**Stored items from a collection:**
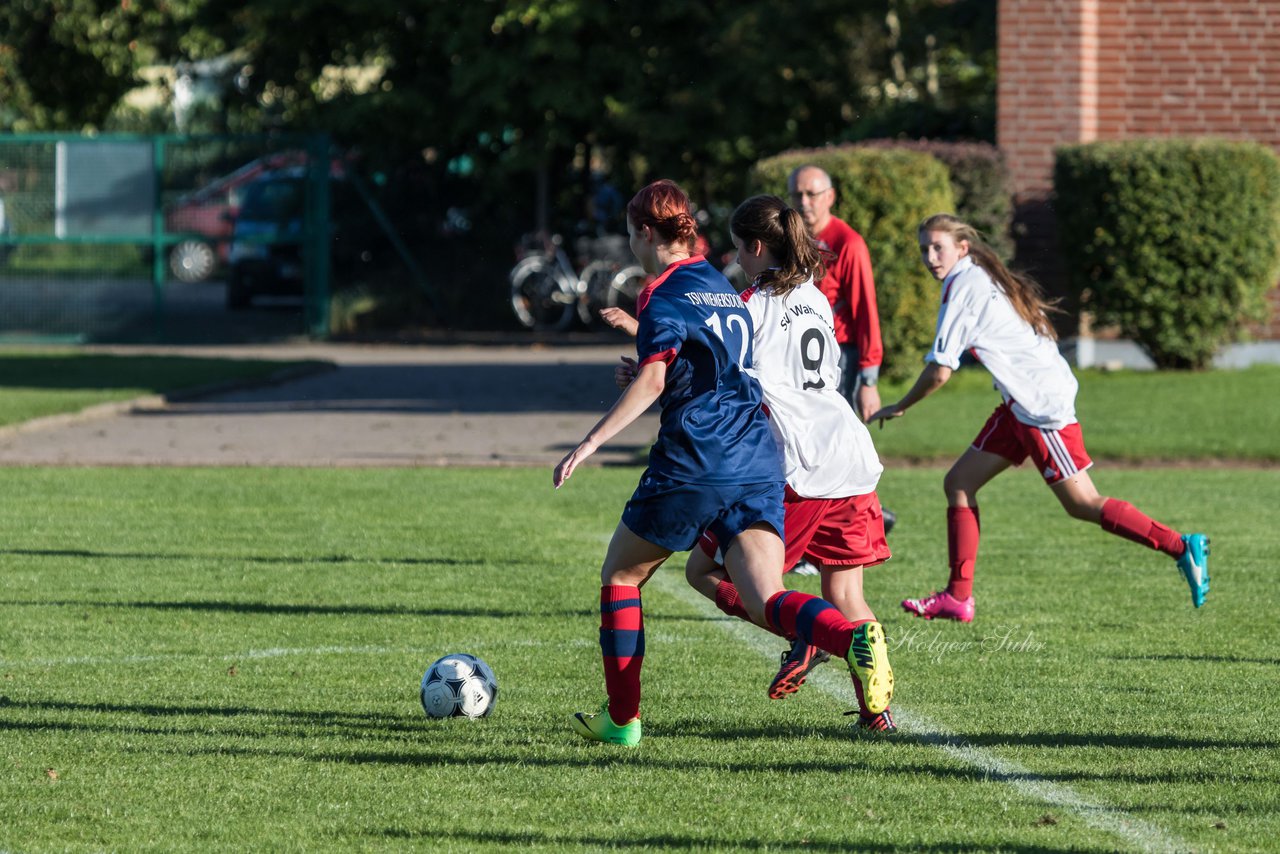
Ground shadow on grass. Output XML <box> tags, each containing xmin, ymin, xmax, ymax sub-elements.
<box><xmin>1103</xmin><ymin>656</ymin><xmax>1280</xmax><ymax>667</ymax></box>
<box><xmin>0</xmin><ymin>698</ymin><xmax>1274</xmax><ymax>785</ymax></box>
<box><xmin>0</xmin><ymin>353</ymin><xmax>309</xmax><ymax>393</ymax></box>
<box><xmin>0</xmin><ymin>548</ymin><xmax>491</xmax><ymax>566</ymax></box>
<box><xmin>0</xmin><ymin>599</ymin><xmax>588</xmax><ymax>620</ymax></box>
<box><xmin>0</xmin><ymin>698</ymin><xmax>422</xmax><ymax>739</ymax></box>
<box><xmin>376</xmin><ymin>827</ymin><xmax>1112</xmax><ymax>854</ymax></box>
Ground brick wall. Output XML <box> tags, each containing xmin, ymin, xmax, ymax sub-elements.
<box><xmin>996</xmin><ymin>0</ymin><xmax>1280</xmax><ymax>339</ymax></box>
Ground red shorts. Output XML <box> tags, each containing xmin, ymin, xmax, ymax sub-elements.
<box><xmin>973</xmin><ymin>403</ymin><xmax>1093</xmax><ymax>485</ymax></box>
<box><xmin>698</xmin><ymin>487</ymin><xmax>890</xmax><ymax>568</ymax></box>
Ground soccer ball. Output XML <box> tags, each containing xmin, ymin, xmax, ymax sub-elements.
<box><xmin>422</xmin><ymin>653</ymin><xmax>498</xmax><ymax>718</ymax></box>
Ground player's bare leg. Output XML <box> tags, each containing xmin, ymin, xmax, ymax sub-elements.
<box><xmin>1050</xmin><ymin>471</ymin><xmax>1208</xmax><ymax>608</ymax></box>
<box><xmin>902</xmin><ymin>447</ymin><xmax>1012</xmax><ymax>622</ymax></box>
<box><xmin>571</xmin><ymin>522</ymin><xmax>671</xmax><ymax>748</ymax></box>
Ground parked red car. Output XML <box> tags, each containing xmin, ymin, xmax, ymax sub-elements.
<box><xmin>164</xmin><ymin>151</ymin><xmax>306</xmax><ymax>282</ymax></box>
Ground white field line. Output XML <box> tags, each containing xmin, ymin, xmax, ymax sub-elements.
<box><xmin>650</xmin><ymin>571</ymin><xmax>1194</xmax><ymax>851</ymax></box>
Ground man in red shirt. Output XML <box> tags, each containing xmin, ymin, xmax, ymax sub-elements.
<box><xmin>787</xmin><ymin>165</ymin><xmax>884</xmax><ymax>421</ymax></box>
<box><xmin>787</xmin><ymin>164</ymin><xmax>897</xmax><ymax>540</ymax></box>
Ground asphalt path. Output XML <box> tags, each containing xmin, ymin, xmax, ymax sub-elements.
<box><xmin>0</xmin><ymin>341</ymin><xmax>658</xmax><ymax>468</ymax></box>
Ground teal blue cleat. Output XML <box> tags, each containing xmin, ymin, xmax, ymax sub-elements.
<box><xmin>1178</xmin><ymin>534</ymin><xmax>1208</xmax><ymax>608</ymax></box>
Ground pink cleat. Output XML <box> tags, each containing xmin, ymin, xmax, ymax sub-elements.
<box><xmin>902</xmin><ymin>590</ymin><xmax>973</xmax><ymax>622</ymax></box>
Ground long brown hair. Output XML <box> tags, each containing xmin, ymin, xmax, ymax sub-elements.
<box><xmin>916</xmin><ymin>214</ymin><xmax>1062</xmax><ymax>341</ymax></box>
<box><xmin>730</xmin><ymin>196</ymin><xmax>826</xmax><ymax>296</ymax></box>
<box><xmin>627</xmin><ymin>178</ymin><xmax>698</xmax><ymax>251</ymax></box>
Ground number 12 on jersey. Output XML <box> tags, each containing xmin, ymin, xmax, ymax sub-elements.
<box><xmin>707</xmin><ymin>314</ymin><xmax>751</xmax><ymax>365</ymax></box>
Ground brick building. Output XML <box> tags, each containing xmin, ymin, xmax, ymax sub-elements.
<box><xmin>996</xmin><ymin>0</ymin><xmax>1280</xmax><ymax>363</ymax></box>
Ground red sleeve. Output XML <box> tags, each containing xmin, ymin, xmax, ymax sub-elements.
<box><xmin>847</xmin><ymin>237</ymin><xmax>884</xmax><ymax>367</ymax></box>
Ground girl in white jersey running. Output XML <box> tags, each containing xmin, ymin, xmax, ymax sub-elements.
<box><xmin>603</xmin><ymin>196</ymin><xmax>895</xmax><ymax>732</ymax></box>
<box><xmin>868</xmin><ymin>214</ymin><xmax>1208</xmax><ymax>622</ymax></box>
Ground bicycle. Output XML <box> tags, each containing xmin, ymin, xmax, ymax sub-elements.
<box><xmin>509</xmin><ymin>234</ymin><xmax>648</xmax><ymax>332</ymax></box>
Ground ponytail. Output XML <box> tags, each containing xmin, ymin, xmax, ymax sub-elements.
<box><xmin>627</xmin><ymin>178</ymin><xmax>698</xmax><ymax>251</ymax></box>
<box><xmin>916</xmin><ymin>214</ymin><xmax>1062</xmax><ymax>341</ymax></box>
<box><xmin>730</xmin><ymin>196</ymin><xmax>826</xmax><ymax>296</ymax></box>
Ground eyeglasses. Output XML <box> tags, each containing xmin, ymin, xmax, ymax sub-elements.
<box><xmin>791</xmin><ymin>187</ymin><xmax>831</xmax><ymax>200</ymax></box>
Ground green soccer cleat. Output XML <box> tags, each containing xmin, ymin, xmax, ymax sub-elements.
<box><xmin>845</xmin><ymin>620</ymin><xmax>893</xmax><ymax>714</ymax></box>
<box><xmin>1178</xmin><ymin>534</ymin><xmax>1208</xmax><ymax>608</ymax></box>
<box><xmin>572</xmin><ymin>700</ymin><xmax>640</xmax><ymax>748</ymax></box>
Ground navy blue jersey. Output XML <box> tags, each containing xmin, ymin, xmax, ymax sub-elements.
<box><xmin>636</xmin><ymin>256</ymin><xmax>783</xmax><ymax>484</ymax></box>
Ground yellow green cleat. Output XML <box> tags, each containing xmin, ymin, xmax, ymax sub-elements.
<box><xmin>845</xmin><ymin>620</ymin><xmax>893</xmax><ymax>714</ymax></box>
<box><xmin>572</xmin><ymin>700</ymin><xmax>640</xmax><ymax>748</ymax></box>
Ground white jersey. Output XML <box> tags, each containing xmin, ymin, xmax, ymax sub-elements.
<box><xmin>742</xmin><ymin>279</ymin><xmax>884</xmax><ymax>498</ymax></box>
<box><xmin>924</xmin><ymin>256</ymin><xmax>1078</xmax><ymax>430</ymax></box>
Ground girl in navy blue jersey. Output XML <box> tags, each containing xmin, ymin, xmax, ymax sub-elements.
<box><xmin>553</xmin><ymin>181</ymin><xmax>896</xmax><ymax>746</ymax></box>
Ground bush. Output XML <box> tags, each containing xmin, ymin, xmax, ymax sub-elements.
<box><xmin>1053</xmin><ymin>140</ymin><xmax>1280</xmax><ymax>369</ymax></box>
<box><xmin>858</xmin><ymin>140</ymin><xmax>1014</xmax><ymax>262</ymax></box>
<box><xmin>751</xmin><ymin>146</ymin><xmax>954</xmax><ymax>378</ymax></box>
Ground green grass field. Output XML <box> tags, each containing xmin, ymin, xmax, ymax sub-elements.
<box><xmin>0</xmin><ymin>468</ymin><xmax>1280</xmax><ymax>851</ymax></box>
<box><xmin>0</xmin><ymin>348</ymin><xmax>325</xmax><ymax>426</ymax></box>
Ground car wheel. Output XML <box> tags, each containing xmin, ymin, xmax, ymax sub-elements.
<box><xmin>169</xmin><ymin>241</ymin><xmax>218</xmax><ymax>282</ymax></box>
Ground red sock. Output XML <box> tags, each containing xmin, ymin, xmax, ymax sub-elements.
<box><xmin>764</xmin><ymin>590</ymin><xmax>854</xmax><ymax>658</ymax></box>
<box><xmin>852</xmin><ymin>620</ymin><xmax>873</xmax><ymax>717</ymax></box>
<box><xmin>1101</xmin><ymin>498</ymin><xmax>1185</xmax><ymax>558</ymax></box>
<box><xmin>600</xmin><ymin>584</ymin><xmax>644</xmax><ymax>723</ymax></box>
<box><xmin>947</xmin><ymin>507</ymin><xmax>982</xmax><ymax>599</ymax></box>
<box><xmin>716</xmin><ymin>580</ymin><xmax>791</xmax><ymax>640</ymax></box>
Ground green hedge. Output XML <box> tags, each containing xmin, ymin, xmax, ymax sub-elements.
<box><xmin>1053</xmin><ymin>138</ymin><xmax>1280</xmax><ymax>369</ymax></box>
<box><xmin>751</xmin><ymin>146</ymin><xmax>955</xmax><ymax>378</ymax></box>
<box><xmin>858</xmin><ymin>140</ymin><xmax>1014</xmax><ymax>262</ymax></box>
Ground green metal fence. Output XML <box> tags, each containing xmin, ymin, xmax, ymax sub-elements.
<box><xmin>0</xmin><ymin>134</ymin><xmax>335</xmax><ymax>341</ymax></box>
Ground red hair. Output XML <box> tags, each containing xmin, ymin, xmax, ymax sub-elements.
<box><xmin>627</xmin><ymin>178</ymin><xmax>698</xmax><ymax>251</ymax></box>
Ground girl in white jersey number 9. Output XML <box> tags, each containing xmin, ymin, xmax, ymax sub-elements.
<box><xmin>868</xmin><ymin>214</ymin><xmax>1208</xmax><ymax>622</ymax></box>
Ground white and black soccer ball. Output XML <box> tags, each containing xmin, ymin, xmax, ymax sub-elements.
<box><xmin>422</xmin><ymin>653</ymin><xmax>498</xmax><ymax>718</ymax></box>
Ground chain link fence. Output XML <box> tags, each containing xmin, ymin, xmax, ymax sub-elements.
<box><xmin>0</xmin><ymin>134</ymin><xmax>335</xmax><ymax>342</ymax></box>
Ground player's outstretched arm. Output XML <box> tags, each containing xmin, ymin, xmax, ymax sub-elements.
<box><xmin>600</xmin><ymin>306</ymin><xmax>640</xmax><ymax>338</ymax></box>
<box><xmin>552</xmin><ymin>360</ymin><xmax>667</xmax><ymax>489</ymax></box>
<box><xmin>867</xmin><ymin>362</ymin><xmax>951</xmax><ymax>428</ymax></box>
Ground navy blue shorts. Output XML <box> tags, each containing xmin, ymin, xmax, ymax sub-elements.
<box><xmin>622</xmin><ymin>471</ymin><xmax>786</xmax><ymax>552</ymax></box>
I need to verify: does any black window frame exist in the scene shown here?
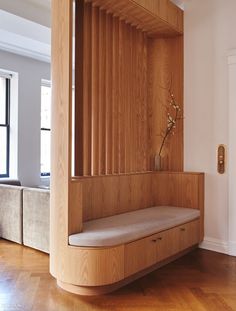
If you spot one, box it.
[40,83,51,177]
[0,77,11,178]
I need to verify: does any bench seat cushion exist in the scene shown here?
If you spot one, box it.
[69,206,200,247]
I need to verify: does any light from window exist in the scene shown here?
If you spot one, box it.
[0,77,10,178]
[41,83,51,176]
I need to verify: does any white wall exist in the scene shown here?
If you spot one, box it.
[185,0,236,252]
[0,51,50,186]
[0,0,51,27]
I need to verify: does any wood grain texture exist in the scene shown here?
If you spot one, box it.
[50,0,74,276]
[64,246,124,286]
[125,220,200,277]
[148,36,184,171]
[86,0,183,37]
[75,1,184,176]
[0,240,236,311]
[72,172,204,221]
[75,1,150,176]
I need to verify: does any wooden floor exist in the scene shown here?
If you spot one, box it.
[0,240,236,311]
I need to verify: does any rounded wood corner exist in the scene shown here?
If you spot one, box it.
[57,280,122,296]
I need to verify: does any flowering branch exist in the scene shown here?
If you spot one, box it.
[158,90,181,156]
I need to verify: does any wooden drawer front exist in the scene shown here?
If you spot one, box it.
[156,228,179,262]
[125,235,157,276]
[177,220,200,251]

**Goal of the exercise:** Collect every row above that contains the string "hair", copying each one in full. Treat the match as case-sensitive.

**Solution to this problem:**
Ground long brown hair. Output XML <box> tags, each containing xmin, ymin, xmax, ymax sub-elements.
Ground red hair. Output XML <box> tags, each containing xmin, ymin, xmax, ymax sub-elements.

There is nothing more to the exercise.